--- Start ---
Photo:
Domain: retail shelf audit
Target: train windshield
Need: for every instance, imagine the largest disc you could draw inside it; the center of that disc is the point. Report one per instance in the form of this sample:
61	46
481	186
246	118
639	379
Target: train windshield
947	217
--- End ---
**Exercise brief:**
Reproduce the entries above, substituting "locomotive windshield" for each occurrence of "train windshield" and leaving all other text unchanged.

**Response to the task:**
Photo:
Domain: retail shelf audit
Target: locomotive windshield
Need: for every instance, imagine the largest disc you could draw inside it; the center of that disc is the point. Report one per instance in the form of this sample:
61	46
481	186
246	118
639	379
Target: locomotive windshield
947	217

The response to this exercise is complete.